*Source passage:*
— begin —

# Wiring mini-spotlights



## waldiddy (Aug 4, 2008)

I bought several LED mini-spots and a power supply from monster-guts. I believe they're the same product from this site:

https://www.minispotlight.com

I'm a total novice when it comes to wiring. The power supply (12 VDC, 500 mA Regulated power supply) has this little box at the end where you can screw in the leads from the lights. It looks like I have to screw each light into this little box, but I was hoping instead I could string these spotlights together, kind of like Christmas tree lights. Anyone know if the latter is possible, and if so, how I'd do the wiring? The instructions on the website aren't very helpful.


----------



## fritz42_male (May 5, 2009)

These have to be wired in parallel - you can't daisy chain them like a string of Xmas lights when you use it with the power supply you have.

You CAN daisy chain to a higher voltage though. each segment of the chain works on 12V DC so you have to get multiples of this. e.g. a 48V DC adapter would power 4 lights daisy chained together.

Personally I think it's just simpler to run longer wires - use speaker cable or anything that shows the polarity of one of the leads.


----------



## waldiddy (Aug 4, 2008)

Thanks for the info, but I don't know what 'wired in parallel' means. Each light has to connect separately to the power supply? But, it sounds from what you're saying that I can just splice lights into longer wires if needed. 

I've got some good speaker cable to get more distance, so the splicing shouldn't be too difficult. 

Thanks again for the help.


----------



## fritz42_male (May 5, 2009)

Splicing is the best way to go to extend the wiring. Yes, in parallel each wire has to connect seperately to the power source

Series and Parallel pics below - hope they clarify


----------



## waldiddy (Aug 4, 2008)

Yep, it helps a ton. It's just like I thought .. although I was picturing a hub & spokes type thing.


----------

— end —

Copy out the mini-spotlight wiring thread above word for word, from its title to its final line.

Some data
— begin —

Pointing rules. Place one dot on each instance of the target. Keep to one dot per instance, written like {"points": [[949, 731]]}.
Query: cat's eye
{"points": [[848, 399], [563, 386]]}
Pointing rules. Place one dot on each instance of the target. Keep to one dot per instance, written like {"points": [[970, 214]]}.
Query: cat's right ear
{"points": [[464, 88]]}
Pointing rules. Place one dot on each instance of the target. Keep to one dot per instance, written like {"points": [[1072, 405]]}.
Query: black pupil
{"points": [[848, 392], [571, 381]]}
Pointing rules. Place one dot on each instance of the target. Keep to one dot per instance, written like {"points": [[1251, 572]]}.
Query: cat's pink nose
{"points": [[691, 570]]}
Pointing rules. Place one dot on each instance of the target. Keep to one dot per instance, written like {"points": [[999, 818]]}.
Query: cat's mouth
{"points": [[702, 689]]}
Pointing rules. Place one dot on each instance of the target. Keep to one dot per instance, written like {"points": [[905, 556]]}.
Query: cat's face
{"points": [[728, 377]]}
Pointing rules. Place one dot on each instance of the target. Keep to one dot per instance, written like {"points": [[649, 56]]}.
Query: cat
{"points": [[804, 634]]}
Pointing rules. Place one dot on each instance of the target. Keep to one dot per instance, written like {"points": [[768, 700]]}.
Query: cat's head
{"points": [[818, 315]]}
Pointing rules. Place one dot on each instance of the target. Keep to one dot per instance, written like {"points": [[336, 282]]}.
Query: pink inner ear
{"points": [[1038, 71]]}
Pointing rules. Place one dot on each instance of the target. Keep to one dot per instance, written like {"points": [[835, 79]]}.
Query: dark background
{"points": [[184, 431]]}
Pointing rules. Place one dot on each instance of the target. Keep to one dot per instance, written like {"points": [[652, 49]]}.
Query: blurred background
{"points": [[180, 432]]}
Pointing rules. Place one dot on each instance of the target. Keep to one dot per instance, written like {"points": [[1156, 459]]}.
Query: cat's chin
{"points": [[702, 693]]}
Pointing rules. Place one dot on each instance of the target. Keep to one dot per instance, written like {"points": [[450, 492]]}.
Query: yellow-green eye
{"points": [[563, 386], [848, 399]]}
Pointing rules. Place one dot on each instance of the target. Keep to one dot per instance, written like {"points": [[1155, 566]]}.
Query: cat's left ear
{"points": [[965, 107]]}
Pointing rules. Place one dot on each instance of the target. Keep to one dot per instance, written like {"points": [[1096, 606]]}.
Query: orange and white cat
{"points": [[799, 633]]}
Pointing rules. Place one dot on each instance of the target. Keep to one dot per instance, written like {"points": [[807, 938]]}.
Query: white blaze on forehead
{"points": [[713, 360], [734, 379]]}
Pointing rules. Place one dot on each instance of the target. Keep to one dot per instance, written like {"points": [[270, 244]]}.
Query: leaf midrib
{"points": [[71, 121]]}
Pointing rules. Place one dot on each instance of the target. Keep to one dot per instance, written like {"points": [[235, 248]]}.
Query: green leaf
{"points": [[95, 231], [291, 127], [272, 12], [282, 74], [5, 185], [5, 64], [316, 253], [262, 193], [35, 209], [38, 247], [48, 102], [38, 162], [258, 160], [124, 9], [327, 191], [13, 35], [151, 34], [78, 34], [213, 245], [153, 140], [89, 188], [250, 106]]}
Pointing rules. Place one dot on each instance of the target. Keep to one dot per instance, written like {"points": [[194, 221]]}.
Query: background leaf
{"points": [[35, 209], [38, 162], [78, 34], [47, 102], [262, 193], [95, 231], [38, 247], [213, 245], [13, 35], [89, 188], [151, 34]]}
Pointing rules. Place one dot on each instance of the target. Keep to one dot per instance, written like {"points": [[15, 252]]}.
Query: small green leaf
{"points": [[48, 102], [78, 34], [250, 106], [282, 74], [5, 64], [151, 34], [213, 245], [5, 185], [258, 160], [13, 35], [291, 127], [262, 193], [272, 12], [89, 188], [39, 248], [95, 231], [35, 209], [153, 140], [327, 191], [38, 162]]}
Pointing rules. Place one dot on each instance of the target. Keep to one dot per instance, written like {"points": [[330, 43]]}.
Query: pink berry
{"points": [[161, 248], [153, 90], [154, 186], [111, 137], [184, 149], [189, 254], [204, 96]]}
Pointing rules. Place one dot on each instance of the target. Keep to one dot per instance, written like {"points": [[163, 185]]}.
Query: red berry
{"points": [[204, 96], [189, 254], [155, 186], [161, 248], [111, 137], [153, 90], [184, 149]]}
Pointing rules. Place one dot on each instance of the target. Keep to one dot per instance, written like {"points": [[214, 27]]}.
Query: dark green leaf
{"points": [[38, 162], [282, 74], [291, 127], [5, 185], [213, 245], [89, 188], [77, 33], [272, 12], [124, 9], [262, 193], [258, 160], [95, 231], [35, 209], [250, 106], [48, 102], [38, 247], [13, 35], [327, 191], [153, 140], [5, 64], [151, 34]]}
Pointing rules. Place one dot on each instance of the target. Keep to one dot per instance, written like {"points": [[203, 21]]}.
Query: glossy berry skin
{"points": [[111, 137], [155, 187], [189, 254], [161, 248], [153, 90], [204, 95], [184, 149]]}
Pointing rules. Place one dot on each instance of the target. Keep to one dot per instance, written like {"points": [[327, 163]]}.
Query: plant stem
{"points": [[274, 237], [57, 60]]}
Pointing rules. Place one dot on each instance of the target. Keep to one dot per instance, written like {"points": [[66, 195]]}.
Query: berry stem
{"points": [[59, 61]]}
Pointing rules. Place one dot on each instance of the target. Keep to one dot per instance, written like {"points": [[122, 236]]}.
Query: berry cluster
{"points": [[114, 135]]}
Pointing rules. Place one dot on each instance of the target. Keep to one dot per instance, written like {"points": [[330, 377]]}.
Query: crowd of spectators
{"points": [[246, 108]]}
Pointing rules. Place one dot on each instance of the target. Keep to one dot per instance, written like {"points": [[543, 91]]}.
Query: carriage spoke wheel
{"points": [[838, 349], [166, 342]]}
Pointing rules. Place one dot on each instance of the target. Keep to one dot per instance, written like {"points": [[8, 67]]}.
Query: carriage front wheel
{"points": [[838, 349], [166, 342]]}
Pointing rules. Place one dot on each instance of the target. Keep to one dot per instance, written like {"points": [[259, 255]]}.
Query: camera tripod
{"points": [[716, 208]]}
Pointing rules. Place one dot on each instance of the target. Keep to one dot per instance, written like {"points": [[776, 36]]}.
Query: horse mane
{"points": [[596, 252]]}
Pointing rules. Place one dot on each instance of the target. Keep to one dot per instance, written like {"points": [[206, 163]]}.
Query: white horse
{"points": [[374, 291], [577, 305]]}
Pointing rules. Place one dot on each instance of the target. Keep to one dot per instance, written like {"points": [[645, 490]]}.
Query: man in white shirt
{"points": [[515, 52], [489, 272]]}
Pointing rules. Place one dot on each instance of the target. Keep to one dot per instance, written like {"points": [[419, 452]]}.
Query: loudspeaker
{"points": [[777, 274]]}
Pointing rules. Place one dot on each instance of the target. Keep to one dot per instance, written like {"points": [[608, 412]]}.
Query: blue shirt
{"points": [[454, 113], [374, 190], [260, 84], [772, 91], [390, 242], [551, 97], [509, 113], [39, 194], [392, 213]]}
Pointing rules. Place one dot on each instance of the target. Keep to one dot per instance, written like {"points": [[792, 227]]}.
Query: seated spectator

— end —

*Task answer:*
# Wiring mini-spotlights



## waldiddy (Aug 4, 2008)

I bought several LED mini-spots and a power supply from monster-guts. I believe they're the same product from this site:

https://www.minispotlight.com

I'm a total novice when it comes to wiring. The power supply (12 VDC, 500 mA Regulated power supply) has this little box at the end where you can screw in the leads from the lights. It looks like I have to screw each light into this little box, but I was hoping instead I could string these spotlights together, kind of like Christmas tree lights. Anyone know if the latter is possible, and if so, how I'd do the wiring? The instructions on the website aren't very helpful.


----------



## fritz42_male (May 5, 2009)

These have to be wired in parallel - you can't daisy chain them like a string of Xmas lights when you use it with the power supply you have.

You CAN daisy chain to a higher voltage though. each segment of the chain works on 12V DC so you have to get multiples of this. e.g. a 48V DC adapter would power 4 lights daisy chained together.

Personally I think it's just simpler to run longer wires - use speaker cable or anything that shows the polarity of one of the leads.


----------



## waldiddy (Aug 4, 2008)

Thanks for the info, but I don't know what 'wired in parallel' means. Each light has to connect separately to the power supply? But, it sounds from what you're saying that I can just splice lights into longer wires if needed. 

I've got some good speaker cable to get more distance, so the splicing shouldn't be too difficult. 

Thanks again for the help.


----------



## fritz42_male (May 5, 2009)

Splicing is the best way to go to extend the wiring. Yes, in parallel each wire has to connect seperately to the power source

Series and Parallel pics below - hope they clarify


----------



## waldiddy (Aug 4, 2008)

Yep, it helps a ton. It's just like I thought .. although I was picturing a hub & spokes type thing.


----------